» **Esercizio 1**: Secondo il brano da leggere, di che cosa erano fatti i pavimenti nel IV sec. a.C.?

-------- Brano da leggere

Reperite anche le lastre Campana, decorative del portico, di diversi tipi (nìkai tauroctone, ciclo dionisiaco, motivi vegetali), il tutto in frammenti facenti parte di strati di riempimento.
Alle spalle delle strutture di età imperiale, vi sono due complessi di età arcaica, di cui uno pubblico, dotato di portico, costruito nel VI sec. e ampliato nel V, fu distrutto intorno alla fine del IV o inizi del III sec. a.c. e non più ricostruito.
Le strutture, dal VI al III sec. a.c., sono realizzate con zoccolo di blocchi o scheggioni di tufo giallo o cappellaccio, alzato a intelaiatura lignea e tamponature di bozze di cappellaccio o tufo.
Negli zoccoli e negli alzati si faceva largo impiego di tegole, un impasto di terracotta, utilizzate anche per i pavimenti; questi, nel IV sec. a.c., con schegge di tufo giallo accostate e livellate.
Vicino al Foro si estendeva un vasto complesso termale di età imperiale su due piani, che dopo l'abbandono, prima dei crolli delle coperture e delle volte, ha subito una totale opera di spoglio.
Fuori del perimetro urbano, due fornaci e un portico, di epoca incerta, a nord del complesso delle Tredici Are. A sud-ovest delle Tredici Are invece una grande villa con impianto termale, di età imperiale.
TEMPIO DI DONNA O DEA V SEC. A.C. |
Nella fase più antica del deposito, fine VII-prima metà VI sec. a.c., abbondante ceramica d'imitazione corinzia. L'imponente scarico di materiale votivo, ceramiche e terrecotte, seconda fase del deposito, copre l'arco cronologico compreso tra la seconda metà del VI sec. e i primi decenni del III a.c. con numerose statuette di bambini in fasce, statuine di madri allattanti, ex voto anatomici quali uteri e mammelle, mentre è irrilevante la presenza di arti.

----------------
-------- Estratti dei dati

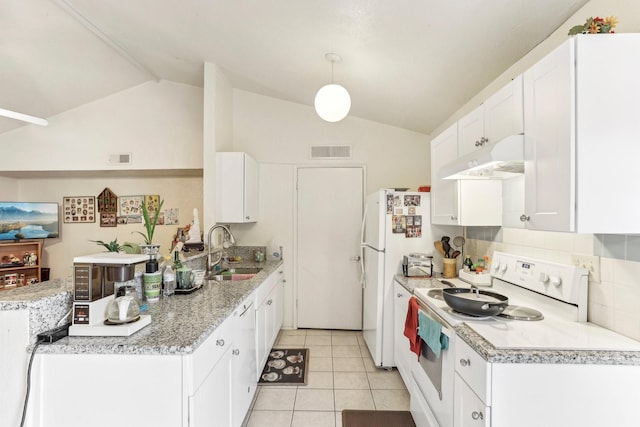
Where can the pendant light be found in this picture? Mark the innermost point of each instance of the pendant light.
(23, 117)
(332, 101)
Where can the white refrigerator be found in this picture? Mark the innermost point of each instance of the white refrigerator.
(395, 224)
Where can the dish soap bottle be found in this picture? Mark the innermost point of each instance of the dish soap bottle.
(467, 264)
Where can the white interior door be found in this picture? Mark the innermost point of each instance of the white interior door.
(329, 213)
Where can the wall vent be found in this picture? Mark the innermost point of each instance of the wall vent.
(120, 159)
(330, 152)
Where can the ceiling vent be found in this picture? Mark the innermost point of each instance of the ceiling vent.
(330, 152)
(120, 159)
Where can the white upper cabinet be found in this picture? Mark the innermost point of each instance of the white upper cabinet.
(608, 133)
(581, 140)
(444, 192)
(549, 112)
(236, 188)
(498, 117)
(465, 202)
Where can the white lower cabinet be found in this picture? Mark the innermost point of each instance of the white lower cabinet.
(469, 409)
(213, 386)
(243, 362)
(401, 354)
(269, 316)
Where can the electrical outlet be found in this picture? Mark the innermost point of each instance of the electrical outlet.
(590, 262)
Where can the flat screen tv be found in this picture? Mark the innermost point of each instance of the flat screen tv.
(29, 220)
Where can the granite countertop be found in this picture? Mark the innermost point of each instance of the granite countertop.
(494, 355)
(179, 323)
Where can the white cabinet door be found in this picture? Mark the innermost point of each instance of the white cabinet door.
(480, 202)
(268, 316)
(607, 144)
(211, 403)
(236, 188)
(500, 116)
(278, 306)
(549, 114)
(243, 362)
(444, 193)
(469, 410)
(402, 353)
(503, 112)
(471, 131)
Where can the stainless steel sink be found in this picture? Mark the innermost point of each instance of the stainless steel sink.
(243, 270)
(237, 273)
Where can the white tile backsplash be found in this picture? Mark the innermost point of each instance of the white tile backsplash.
(614, 302)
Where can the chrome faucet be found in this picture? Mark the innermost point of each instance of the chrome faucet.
(231, 241)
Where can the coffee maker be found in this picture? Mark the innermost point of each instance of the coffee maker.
(95, 278)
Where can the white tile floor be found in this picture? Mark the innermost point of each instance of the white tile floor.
(341, 376)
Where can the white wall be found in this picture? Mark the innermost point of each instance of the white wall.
(279, 133)
(627, 11)
(164, 118)
(160, 122)
(9, 189)
(614, 301)
(217, 134)
(184, 193)
(276, 131)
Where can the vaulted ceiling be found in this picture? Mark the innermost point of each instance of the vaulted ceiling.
(407, 63)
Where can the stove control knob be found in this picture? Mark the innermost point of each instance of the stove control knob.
(496, 266)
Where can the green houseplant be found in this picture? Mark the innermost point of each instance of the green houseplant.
(150, 226)
(112, 246)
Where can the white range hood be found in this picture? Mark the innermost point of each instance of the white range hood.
(502, 160)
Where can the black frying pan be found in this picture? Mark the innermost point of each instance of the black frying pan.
(477, 302)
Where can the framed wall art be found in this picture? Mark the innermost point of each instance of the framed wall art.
(108, 219)
(130, 205)
(78, 209)
(152, 202)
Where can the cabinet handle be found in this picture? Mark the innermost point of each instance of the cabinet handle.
(246, 309)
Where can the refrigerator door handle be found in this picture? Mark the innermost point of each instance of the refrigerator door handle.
(363, 278)
(364, 221)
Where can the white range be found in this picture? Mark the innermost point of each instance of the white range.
(558, 371)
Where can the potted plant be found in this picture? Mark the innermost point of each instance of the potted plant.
(150, 226)
(112, 246)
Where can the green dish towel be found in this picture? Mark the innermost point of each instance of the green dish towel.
(430, 332)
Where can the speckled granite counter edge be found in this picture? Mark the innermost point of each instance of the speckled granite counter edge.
(178, 324)
(493, 355)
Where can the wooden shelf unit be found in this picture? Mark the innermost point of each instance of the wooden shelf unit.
(20, 275)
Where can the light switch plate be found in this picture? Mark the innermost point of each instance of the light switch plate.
(590, 262)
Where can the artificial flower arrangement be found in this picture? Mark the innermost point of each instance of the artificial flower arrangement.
(595, 26)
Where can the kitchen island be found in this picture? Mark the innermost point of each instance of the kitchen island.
(178, 371)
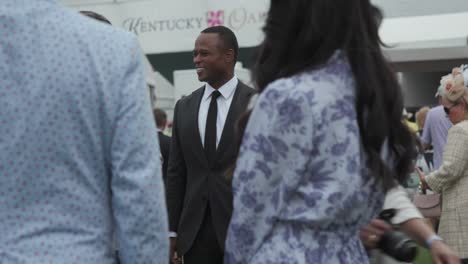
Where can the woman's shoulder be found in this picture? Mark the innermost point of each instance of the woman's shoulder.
(461, 127)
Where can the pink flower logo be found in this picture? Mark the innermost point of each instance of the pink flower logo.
(215, 18)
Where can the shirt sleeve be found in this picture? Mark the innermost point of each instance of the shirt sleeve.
(426, 136)
(138, 200)
(454, 161)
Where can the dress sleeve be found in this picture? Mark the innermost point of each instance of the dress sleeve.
(454, 161)
(138, 201)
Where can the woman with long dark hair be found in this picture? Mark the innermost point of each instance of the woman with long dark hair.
(324, 141)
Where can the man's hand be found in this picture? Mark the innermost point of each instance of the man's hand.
(441, 254)
(371, 234)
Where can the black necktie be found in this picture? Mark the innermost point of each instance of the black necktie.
(210, 131)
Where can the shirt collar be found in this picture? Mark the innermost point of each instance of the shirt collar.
(227, 90)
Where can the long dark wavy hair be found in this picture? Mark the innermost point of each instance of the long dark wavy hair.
(301, 35)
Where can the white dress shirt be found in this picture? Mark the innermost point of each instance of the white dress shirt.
(224, 103)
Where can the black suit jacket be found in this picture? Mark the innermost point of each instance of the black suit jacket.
(165, 146)
(192, 181)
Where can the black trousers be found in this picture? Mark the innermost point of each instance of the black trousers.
(205, 249)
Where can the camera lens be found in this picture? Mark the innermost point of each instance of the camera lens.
(398, 246)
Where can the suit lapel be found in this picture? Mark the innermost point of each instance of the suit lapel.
(237, 107)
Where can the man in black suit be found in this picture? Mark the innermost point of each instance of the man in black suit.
(164, 141)
(203, 146)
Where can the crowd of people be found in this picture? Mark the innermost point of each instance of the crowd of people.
(307, 166)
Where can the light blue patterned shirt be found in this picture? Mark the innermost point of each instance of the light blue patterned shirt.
(79, 157)
(301, 187)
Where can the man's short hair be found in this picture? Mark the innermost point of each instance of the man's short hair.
(160, 116)
(227, 36)
(96, 16)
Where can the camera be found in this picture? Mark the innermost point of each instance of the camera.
(395, 243)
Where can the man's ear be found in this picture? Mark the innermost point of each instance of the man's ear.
(229, 55)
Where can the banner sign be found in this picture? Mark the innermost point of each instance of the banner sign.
(172, 26)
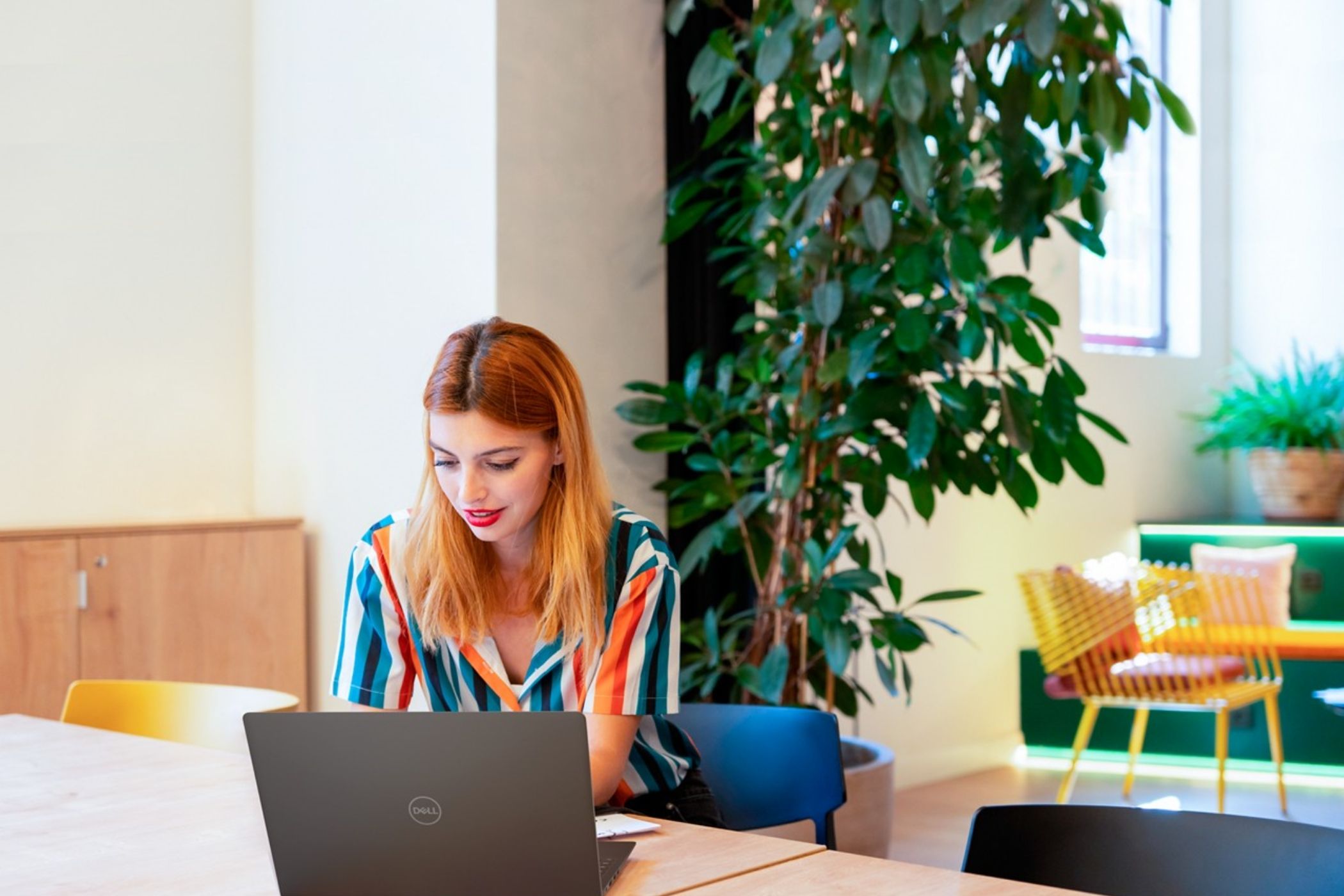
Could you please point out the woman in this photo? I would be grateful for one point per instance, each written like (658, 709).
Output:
(516, 585)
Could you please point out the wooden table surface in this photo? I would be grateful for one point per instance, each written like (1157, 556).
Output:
(85, 810)
(829, 874)
(88, 810)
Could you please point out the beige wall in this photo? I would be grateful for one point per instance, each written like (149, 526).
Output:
(581, 175)
(125, 323)
(375, 238)
(1288, 177)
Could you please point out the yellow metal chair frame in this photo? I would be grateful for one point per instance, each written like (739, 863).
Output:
(205, 715)
(1176, 618)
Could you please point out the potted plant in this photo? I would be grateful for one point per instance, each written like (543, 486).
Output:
(1292, 426)
(897, 145)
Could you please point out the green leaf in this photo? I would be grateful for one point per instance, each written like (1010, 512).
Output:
(1046, 461)
(902, 17)
(827, 303)
(721, 127)
(909, 92)
(691, 381)
(828, 46)
(1025, 343)
(1086, 461)
(820, 193)
(666, 441)
(913, 330)
(698, 551)
(676, 14)
(948, 595)
(1175, 108)
(924, 430)
(1105, 426)
(1042, 28)
(1085, 236)
(774, 56)
(1020, 486)
(855, 580)
(863, 349)
(838, 643)
(886, 675)
(835, 367)
(916, 167)
(877, 222)
(870, 61)
(895, 586)
(644, 412)
(858, 184)
(921, 495)
(684, 220)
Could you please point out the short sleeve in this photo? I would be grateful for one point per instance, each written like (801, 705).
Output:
(637, 671)
(374, 659)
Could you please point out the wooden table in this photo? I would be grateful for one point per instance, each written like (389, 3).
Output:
(845, 875)
(85, 810)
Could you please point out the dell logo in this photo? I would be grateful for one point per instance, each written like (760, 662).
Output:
(425, 810)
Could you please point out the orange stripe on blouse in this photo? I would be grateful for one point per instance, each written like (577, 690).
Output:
(611, 677)
(495, 683)
(382, 540)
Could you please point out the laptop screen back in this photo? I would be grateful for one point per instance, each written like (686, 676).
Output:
(426, 803)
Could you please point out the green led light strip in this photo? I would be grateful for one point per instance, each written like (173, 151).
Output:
(1262, 766)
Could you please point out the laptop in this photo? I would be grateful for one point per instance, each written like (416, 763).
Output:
(409, 804)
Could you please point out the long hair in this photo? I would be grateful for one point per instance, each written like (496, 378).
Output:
(516, 376)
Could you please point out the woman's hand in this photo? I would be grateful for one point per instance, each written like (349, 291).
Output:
(609, 751)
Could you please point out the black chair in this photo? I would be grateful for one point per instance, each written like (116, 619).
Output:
(1120, 851)
(769, 765)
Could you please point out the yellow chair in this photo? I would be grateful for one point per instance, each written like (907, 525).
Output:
(1156, 637)
(194, 714)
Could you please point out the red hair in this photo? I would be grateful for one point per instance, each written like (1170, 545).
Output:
(516, 376)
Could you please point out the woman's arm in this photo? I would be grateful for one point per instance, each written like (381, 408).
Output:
(611, 739)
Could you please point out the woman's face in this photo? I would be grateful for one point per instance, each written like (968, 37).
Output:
(493, 476)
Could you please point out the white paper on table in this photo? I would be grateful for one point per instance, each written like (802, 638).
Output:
(619, 825)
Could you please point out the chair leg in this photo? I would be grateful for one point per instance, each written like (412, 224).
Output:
(1081, 739)
(1276, 746)
(1220, 751)
(1136, 746)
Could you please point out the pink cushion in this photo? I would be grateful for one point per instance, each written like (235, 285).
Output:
(1162, 667)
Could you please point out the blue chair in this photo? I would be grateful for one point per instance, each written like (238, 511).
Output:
(1123, 851)
(769, 765)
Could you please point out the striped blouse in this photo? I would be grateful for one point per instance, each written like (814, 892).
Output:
(382, 656)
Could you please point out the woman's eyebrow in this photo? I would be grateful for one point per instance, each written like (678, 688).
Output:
(499, 451)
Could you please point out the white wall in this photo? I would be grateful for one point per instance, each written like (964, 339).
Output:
(375, 239)
(125, 324)
(965, 708)
(1288, 182)
(581, 178)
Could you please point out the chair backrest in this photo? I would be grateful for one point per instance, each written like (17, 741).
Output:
(769, 765)
(205, 715)
(1120, 851)
(1093, 625)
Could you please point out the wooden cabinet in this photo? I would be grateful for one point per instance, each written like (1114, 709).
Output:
(218, 602)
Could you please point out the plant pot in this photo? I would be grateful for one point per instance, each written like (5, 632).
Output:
(1297, 484)
(863, 824)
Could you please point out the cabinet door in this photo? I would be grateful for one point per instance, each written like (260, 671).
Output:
(222, 606)
(39, 625)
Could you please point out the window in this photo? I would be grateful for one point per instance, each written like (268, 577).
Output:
(1144, 294)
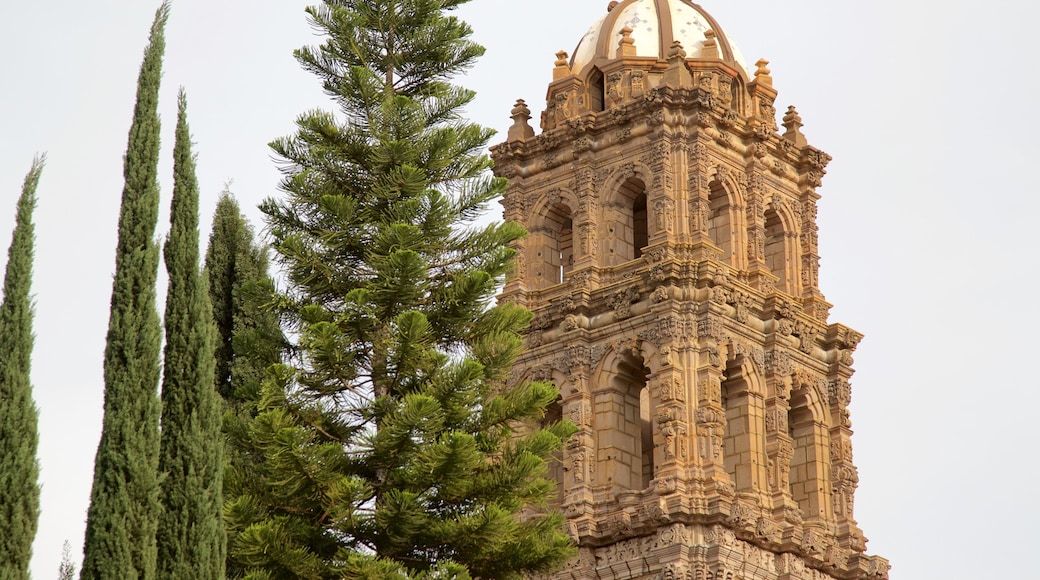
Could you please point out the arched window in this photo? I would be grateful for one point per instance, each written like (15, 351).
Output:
(566, 248)
(627, 223)
(720, 220)
(552, 242)
(597, 90)
(625, 440)
(744, 442)
(641, 235)
(776, 248)
(806, 463)
(554, 414)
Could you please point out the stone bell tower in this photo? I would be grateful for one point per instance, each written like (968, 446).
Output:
(672, 268)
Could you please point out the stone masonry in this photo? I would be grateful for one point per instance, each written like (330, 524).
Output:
(672, 268)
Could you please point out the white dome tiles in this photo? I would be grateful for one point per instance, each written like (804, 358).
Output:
(689, 22)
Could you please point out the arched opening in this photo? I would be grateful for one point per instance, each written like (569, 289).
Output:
(625, 439)
(627, 227)
(744, 430)
(776, 244)
(597, 90)
(646, 437)
(552, 243)
(641, 232)
(566, 248)
(720, 220)
(554, 414)
(805, 484)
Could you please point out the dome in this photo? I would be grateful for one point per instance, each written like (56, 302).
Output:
(655, 25)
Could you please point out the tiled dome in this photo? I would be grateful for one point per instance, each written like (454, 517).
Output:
(655, 24)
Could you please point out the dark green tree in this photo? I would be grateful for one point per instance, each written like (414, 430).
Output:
(190, 537)
(67, 570)
(123, 516)
(394, 444)
(249, 336)
(19, 470)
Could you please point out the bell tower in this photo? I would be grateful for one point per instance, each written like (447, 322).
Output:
(672, 267)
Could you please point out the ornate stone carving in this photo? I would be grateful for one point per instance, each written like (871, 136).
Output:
(622, 302)
(839, 392)
(665, 214)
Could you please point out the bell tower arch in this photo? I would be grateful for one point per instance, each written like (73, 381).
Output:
(672, 268)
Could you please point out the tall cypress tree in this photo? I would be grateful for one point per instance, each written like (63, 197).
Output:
(250, 339)
(123, 516)
(390, 445)
(19, 470)
(190, 535)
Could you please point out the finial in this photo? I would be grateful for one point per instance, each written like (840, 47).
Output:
(762, 74)
(563, 67)
(675, 51)
(710, 48)
(626, 46)
(677, 74)
(793, 122)
(520, 130)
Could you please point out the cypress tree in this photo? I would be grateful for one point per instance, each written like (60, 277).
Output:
(249, 338)
(123, 516)
(190, 537)
(67, 570)
(394, 444)
(19, 470)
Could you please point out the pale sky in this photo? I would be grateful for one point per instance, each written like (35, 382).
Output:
(926, 222)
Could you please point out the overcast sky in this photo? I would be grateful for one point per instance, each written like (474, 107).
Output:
(928, 218)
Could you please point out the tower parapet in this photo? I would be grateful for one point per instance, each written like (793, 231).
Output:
(672, 266)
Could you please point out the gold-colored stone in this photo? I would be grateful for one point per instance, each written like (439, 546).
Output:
(673, 270)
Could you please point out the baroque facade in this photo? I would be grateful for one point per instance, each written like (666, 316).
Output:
(672, 268)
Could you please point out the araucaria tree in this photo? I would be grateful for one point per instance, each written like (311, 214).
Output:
(190, 537)
(395, 445)
(19, 471)
(123, 516)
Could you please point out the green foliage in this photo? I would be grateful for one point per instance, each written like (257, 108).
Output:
(123, 516)
(19, 470)
(392, 445)
(190, 537)
(67, 570)
(249, 338)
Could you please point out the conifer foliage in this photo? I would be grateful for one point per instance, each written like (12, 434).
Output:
(19, 470)
(123, 516)
(250, 339)
(190, 537)
(395, 445)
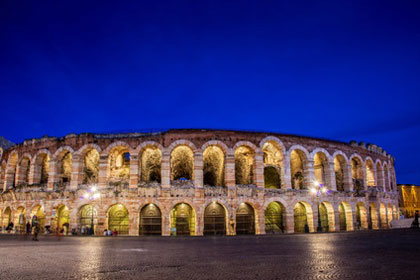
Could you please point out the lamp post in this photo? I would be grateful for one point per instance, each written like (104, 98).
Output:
(91, 195)
(318, 189)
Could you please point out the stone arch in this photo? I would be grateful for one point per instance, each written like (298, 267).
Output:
(327, 216)
(345, 216)
(341, 171)
(150, 220)
(361, 216)
(182, 162)
(183, 219)
(11, 168)
(150, 162)
(322, 172)
(373, 216)
(213, 165)
(245, 219)
(41, 167)
(299, 169)
(63, 169)
(274, 152)
(88, 160)
(303, 217)
(370, 172)
(118, 163)
(215, 219)
(244, 163)
(117, 219)
(87, 217)
(275, 218)
(357, 173)
(379, 175)
(23, 169)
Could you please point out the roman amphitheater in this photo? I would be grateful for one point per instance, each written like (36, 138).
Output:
(196, 182)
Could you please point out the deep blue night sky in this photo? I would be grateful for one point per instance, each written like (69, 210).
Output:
(341, 70)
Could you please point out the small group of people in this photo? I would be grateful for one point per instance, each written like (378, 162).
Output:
(108, 232)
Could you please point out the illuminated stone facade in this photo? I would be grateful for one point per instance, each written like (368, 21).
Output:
(197, 182)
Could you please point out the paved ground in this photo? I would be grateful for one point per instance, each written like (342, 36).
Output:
(393, 254)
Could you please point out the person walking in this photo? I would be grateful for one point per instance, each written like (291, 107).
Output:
(35, 227)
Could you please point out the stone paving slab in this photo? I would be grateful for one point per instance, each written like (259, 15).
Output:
(392, 254)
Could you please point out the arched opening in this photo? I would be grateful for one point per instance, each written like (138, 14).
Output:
(370, 173)
(274, 218)
(38, 211)
(297, 167)
(339, 164)
(273, 165)
(63, 219)
(150, 220)
(64, 165)
(214, 165)
(20, 219)
(118, 165)
(373, 218)
(380, 176)
(357, 175)
(182, 163)
(118, 220)
(88, 219)
(389, 214)
(23, 175)
(382, 212)
(183, 220)
(245, 219)
(41, 170)
(151, 161)
(361, 216)
(244, 165)
(387, 186)
(214, 219)
(7, 217)
(11, 171)
(91, 167)
(301, 218)
(321, 168)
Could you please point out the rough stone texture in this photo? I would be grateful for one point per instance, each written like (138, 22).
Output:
(94, 153)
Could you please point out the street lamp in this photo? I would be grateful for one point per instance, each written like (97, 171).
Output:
(91, 195)
(318, 189)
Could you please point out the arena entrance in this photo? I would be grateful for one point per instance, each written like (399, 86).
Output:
(182, 220)
(150, 220)
(245, 219)
(214, 219)
(87, 217)
(118, 220)
(274, 223)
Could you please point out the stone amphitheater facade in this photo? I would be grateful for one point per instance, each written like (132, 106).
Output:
(197, 182)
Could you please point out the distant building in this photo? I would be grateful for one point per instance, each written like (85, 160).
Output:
(409, 199)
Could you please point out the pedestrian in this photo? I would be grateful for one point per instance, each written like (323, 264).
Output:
(35, 227)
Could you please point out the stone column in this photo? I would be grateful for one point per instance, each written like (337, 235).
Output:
(259, 169)
(134, 172)
(52, 174)
(165, 169)
(331, 183)
(286, 182)
(230, 170)
(198, 169)
(102, 175)
(76, 172)
(348, 182)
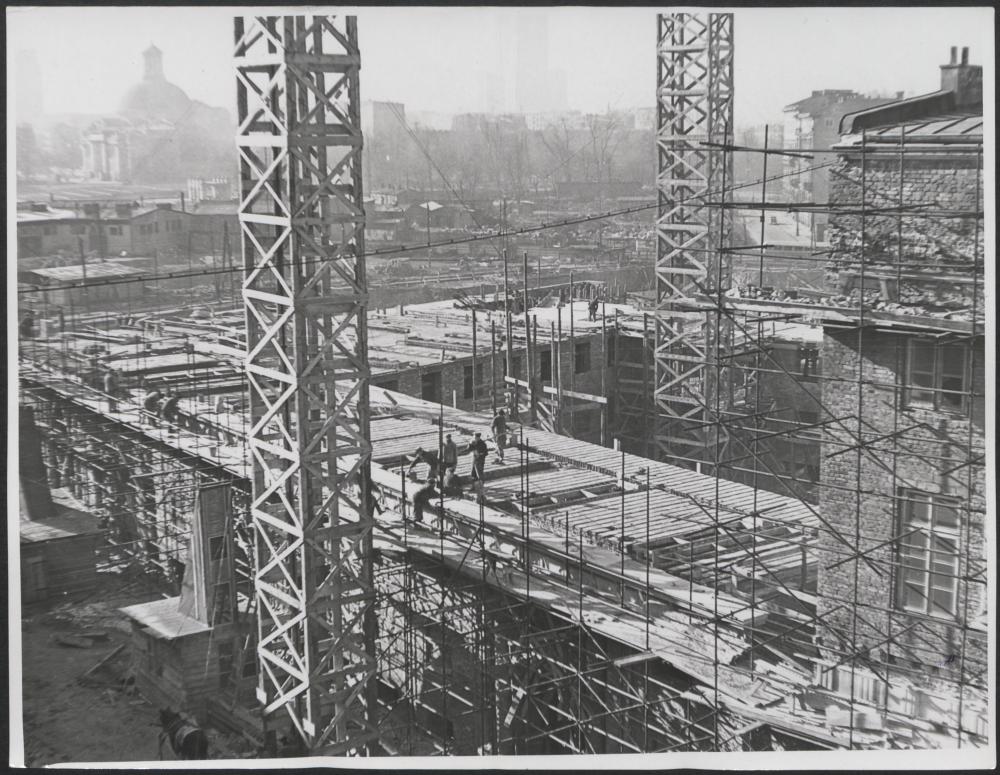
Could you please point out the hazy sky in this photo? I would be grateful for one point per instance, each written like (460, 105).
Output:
(432, 58)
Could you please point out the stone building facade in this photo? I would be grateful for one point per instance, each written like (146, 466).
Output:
(902, 565)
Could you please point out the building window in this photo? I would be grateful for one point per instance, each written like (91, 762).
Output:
(808, 362)
(808, 416)
(937, 375)
(430, 386)
(468, 387)
(545, 365)
(928, 553)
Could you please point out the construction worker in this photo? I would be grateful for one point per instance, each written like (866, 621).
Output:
(422, 497)
(423, 456)
(168, 407)
(451, 484)
(479, 452)
(499, 428)
(449, 455)
(111, 389)
(151, 403)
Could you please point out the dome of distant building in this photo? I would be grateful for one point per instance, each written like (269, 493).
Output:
(154, 96)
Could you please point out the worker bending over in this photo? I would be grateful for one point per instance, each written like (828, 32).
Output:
(477, 447)
(424, 456)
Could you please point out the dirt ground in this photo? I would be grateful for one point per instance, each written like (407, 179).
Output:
(64, 720)
(100, 719)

----------------

» **Esercizio 2**: Mostra ogni riga delle voci in cui compare la parola "short".

» **Soluzione 1**: Erano fatti di schegge di tufo giallo accostate e livellate.

» **Soluzione 2**:
Where can the man's short hair be found in this picture? Mark the innermost point of each instance of the man's short hair.
Could you please point out the short sleeve in this photo? I would be grateful for one point per instance, each written like (801, 705).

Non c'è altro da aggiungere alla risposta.